● **Recorded information**:
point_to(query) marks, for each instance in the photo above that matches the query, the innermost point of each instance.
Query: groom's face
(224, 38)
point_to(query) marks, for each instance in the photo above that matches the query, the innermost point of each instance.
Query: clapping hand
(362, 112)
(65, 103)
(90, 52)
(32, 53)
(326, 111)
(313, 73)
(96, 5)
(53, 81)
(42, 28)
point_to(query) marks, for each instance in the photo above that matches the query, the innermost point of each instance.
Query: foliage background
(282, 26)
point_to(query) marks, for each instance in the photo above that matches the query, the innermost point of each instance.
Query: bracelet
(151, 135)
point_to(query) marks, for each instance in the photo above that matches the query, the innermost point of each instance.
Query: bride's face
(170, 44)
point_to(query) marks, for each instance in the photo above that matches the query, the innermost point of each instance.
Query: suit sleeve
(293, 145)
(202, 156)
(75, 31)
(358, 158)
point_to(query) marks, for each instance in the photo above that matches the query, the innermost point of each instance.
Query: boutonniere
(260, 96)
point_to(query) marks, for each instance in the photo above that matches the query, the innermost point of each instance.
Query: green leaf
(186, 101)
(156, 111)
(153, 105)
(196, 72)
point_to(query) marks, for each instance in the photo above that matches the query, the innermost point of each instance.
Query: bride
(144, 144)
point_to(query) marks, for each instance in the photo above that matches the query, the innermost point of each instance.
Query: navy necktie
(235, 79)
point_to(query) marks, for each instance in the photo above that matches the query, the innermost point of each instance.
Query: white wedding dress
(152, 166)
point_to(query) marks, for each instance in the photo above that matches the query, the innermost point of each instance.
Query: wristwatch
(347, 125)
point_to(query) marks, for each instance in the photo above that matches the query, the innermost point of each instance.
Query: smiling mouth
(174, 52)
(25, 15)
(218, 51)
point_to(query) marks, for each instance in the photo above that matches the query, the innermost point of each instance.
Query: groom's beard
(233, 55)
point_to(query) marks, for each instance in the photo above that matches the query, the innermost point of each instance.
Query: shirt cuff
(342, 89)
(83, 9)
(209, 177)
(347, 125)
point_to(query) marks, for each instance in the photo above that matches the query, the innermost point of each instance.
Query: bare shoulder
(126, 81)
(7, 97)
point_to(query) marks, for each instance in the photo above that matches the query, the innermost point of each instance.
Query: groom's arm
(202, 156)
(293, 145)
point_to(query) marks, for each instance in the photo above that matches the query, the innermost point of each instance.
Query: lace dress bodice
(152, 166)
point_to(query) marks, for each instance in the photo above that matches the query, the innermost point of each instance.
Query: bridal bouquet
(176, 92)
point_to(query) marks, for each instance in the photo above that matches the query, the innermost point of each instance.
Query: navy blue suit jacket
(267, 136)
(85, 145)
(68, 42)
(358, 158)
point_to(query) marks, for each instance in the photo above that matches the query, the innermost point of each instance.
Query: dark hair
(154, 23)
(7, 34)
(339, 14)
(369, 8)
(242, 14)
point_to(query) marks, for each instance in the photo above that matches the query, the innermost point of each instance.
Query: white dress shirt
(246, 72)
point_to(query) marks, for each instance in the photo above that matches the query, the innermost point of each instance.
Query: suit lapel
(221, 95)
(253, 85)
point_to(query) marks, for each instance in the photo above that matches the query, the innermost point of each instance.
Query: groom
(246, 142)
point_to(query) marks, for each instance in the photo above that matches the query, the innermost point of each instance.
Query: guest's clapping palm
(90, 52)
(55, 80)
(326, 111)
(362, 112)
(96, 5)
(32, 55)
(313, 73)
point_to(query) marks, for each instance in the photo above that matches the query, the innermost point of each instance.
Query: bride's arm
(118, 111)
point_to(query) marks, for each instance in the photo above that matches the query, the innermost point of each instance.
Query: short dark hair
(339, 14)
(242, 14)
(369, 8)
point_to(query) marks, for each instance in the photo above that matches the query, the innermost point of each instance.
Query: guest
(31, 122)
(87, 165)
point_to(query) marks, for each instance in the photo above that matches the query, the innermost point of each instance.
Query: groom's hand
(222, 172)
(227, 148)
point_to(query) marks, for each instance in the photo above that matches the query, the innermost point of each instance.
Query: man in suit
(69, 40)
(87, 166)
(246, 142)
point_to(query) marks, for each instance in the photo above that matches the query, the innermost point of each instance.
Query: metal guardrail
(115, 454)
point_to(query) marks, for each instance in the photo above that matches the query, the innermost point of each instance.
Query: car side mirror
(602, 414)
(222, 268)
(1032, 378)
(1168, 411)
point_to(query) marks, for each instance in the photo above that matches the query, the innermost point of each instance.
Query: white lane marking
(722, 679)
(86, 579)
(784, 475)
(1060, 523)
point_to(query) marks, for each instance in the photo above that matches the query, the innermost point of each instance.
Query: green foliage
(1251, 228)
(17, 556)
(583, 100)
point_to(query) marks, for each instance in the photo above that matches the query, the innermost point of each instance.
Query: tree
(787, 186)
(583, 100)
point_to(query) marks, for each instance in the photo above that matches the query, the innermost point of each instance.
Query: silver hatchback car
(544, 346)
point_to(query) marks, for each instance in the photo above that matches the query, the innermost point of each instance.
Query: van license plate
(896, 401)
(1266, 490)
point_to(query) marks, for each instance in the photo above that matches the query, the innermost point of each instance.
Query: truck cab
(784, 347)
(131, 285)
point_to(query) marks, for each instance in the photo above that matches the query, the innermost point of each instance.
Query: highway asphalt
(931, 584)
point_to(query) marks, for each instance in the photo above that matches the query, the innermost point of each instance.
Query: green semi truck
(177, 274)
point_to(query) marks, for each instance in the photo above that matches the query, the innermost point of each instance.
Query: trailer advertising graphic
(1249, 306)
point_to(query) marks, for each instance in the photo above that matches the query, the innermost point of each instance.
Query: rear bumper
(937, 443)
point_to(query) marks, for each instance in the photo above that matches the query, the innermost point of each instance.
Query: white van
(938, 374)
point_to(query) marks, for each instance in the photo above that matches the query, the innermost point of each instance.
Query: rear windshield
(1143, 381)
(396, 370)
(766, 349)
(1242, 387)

● **Task goal**:
Print all the data exactly.

● **Written solution**:
point_to(query) marks, for each instance in the photo above that matches the query, the innermost point of each instance.
Query: groom's face
(224, 38)
point_to(query) marks, for each instance in the photo above that matches the query, the innermost point of each instance.
Query: clapping hand
(362, 112)
(65, 103)
(90, 52)
(32, 53)
(326, 111)
(313, 73)
(96, 5)
(53, 81)
(42, 28)
point_to(query) marks, for each instance in the photo above that matches the query, the innermost point of each instance.
Query: foliage background
(282, 26)
point_to(query) marks, for each instance in the photo above that matches the query, the innermost point of each instance.
Query: bracelet
(151, 135)
point_to(query) marks, for each instance in the photo above that matches the query, the innermost point of each instance.
Query: bride's face
(170, 44)
point_to(query) marks, for each instance in the photo above that matches the query, the innermost point of each instance.
Query: suit sleeve
(293, 145)
(202, 156)
(75, 31)
(358, 158)
point_to(query) marks, for each instance in the photo above that matches the query, the innermost point of each instance.
Query: boutonniere
(260, 96)
point_to(query) marks, for each instance in the photo above that matches the query, the innermost point of each instance.
Query: green leaf
(186, 101)
(156, 111)
(153, 105)
(196, 72)
point_to(query) marks, for each instance in the photo above that matches the query, the innermost point of each instance.
Query: bride
(144, 144)
point_to(query) marks, for each instance in the photo above that matches the query, the innermost point of each instance.
Query: navy necktie
(235, 79)
point_to(query) marks, for each instance in the photo above that matches the query, the innermost point of each instance.
Query: white wedding dress
(152, 166)
point_to(query) marks, for each instance in the photo above that matches the query, the innermost point of each instance.
Query: wristwatch
(347, 125)
point_to(query) marks, for each instance in the photo above that matches the query, the innermost point of each instance.
Query: smiling mouth
(174, 52)
(25, 15)
(218, 51)
point_to(query) marks, for each instance in the photo above that matches the query, the innermost point of each instance.
Query: groom's beard
(233, 55)
point_to(query) marks, for each instance in the photo above that matches the query, the innermost point of each instance.
Query: shirt cuff
(342, 89)
(83, 9)
(209, 177)
(347, 125)
point_to(query) marks, for each instance in the photo above that matches the query, the innermost point of each instance.
Query: bare shoulder
(126, 81)
(7, 97)
point_to(query) marks, for each instance in the photo above that matches the query, the innermost point of each instance.
Query: groom's arm
(202, 156)
(293, 145)
point_to(query) marks, for each instance in the photo above that matches the query, the innermost point of each instance.
Query: lace dress bodice
(152, 166)
point_to(query) marks, for each instance in the photo above that matches the query, the innermost point of each instance.
Query: bridal bouquet
(176, 92)
point_to(query) marks, for each instance in the photo above that matches the query, the innermost point of each instance.
Query: navy blue suit jacket
(267, 136)
(85, 145)
(68, 42)
(358, 158)
point_to(query) marks, for each instance in the photo above that matches the query, the innermost point of each instance.
Query: dark hair
(154, 23)
(7, 34)
(339, 14)
(369, 8)
(242, 14)
point_to(query) marks, for each instance in the photo above that matches the query, the innermost point of each instance.
Query: white dress shirt
(246, 72)
point_to(query) marks, for each instance in the photo above that matches the query, the innermost point of each instance.
Query: suit lapel
(221, 95)
(253, 85)
point_to(query) marks, for each instance in the photo above that matches the query, the innermost point of each instance.
Query: groom
(246, 142)
point_to(query) marks, for each instance in the photo above that matches the query, the innermost point of each instance.
Query: guest's clapping palm
(90, 52)
(55, 80)
(326, 111)
(362, 112)
(96, 5)
(32, 55)
(313, 73)
point_to(query) marks, for each instance in the photo above that matches the query, the innermost point of each instance.
Query: bride's arm
(118, 111)
point_to(query) marks, for each instance in the photo above that matches the query, the innermost point of each instance.
Query: short dark hair
(339, 14)
(242, 14)
(369, 8)
point_to(query) marks, for each instance in the photo above that matches the query, the innermost point of each instance.
Query: guest
(31, 122)
(87, 165)
point_to(query) marks, for each instance in the photo above that matches the query, the innermost point of each instance.
Query: groom's hand
(222, 172)
(227, 148)
point_to(query) marks, for each instance in the photo above that matches the query, the innermost point of each instance.
Query: man in suit
(69, 40)
(87, 166)
(246, 142)
point_to(query) marks, for each instance in the photo above that matches the query, the innermost point of each instance.
Query: metal guardrail
(115, 454)
point_to(query) marks, for each instance in the photo above that matches the query, the innermost point of each instance.
Query: car side mirror
(602, 414)
(222, 268)
(1032, 378)
(1168, 411)
point_to(query) marks, for each instance in the photo above that matches the query, the innermost point of each instance.
Query: white lane marking
(722, 679)
(86, 579)
(784, 475)
(1060, 523)
point_to(query) marks, for each instance in the photo above that matches the query, the innermost point of each instance.
Query: green foliage
(1251, 228)
(17, 556)
(583, 100)
point_to(query) marks, for each instance in the photo above that matches the query, the innermost point of each instance.
Query: tree
(787, 186)
(583, 100)
point_to(query) marks, for each instance in the photo above that matches the query, the innermost point of each instance.
Query: silver hatchback car
(544, 346)
point_to(query) marks, for each instance in the photo above that matches the query, the innermost point of each instance.
Query: van license plate
(896, 401)
(1266, 490)
point_to(query) marks, for each instance in the photo above that matches the query, the innermost point of each instance.
Query: truck cab
(784, 347)
(131, 285)
point_to(query) marks, for each instance in the photo above that matches the query, the innermost point of each instance.
Query: highway asphalt
(931, 584)
point_to(query) marks, for each instance in the photo above that matches the query, the innermost point of each instance.
Query: green semi truck
(177, 274)
point_to(query) marks, for each instance in the photo above that matches the query, the innermost point of each instance.
Query: trailer advertising graphic
(1249, 306)
point_to(query) marks, for each instance in the photo above that matches the query, the innermost point of each instance.
Query: rear bumper
(937, 443)
point_to(query) marks, for each instance in the photo above that matches the query, the innermost point of each instance.
Query: white van
(938, 374)
point_to(query) marks, for each instance in the photo above that matches the query, the innermost point of each instance.
Query: rear windshield
(1143, 381)
(396, 370)
(766, 349)
(1242, 387)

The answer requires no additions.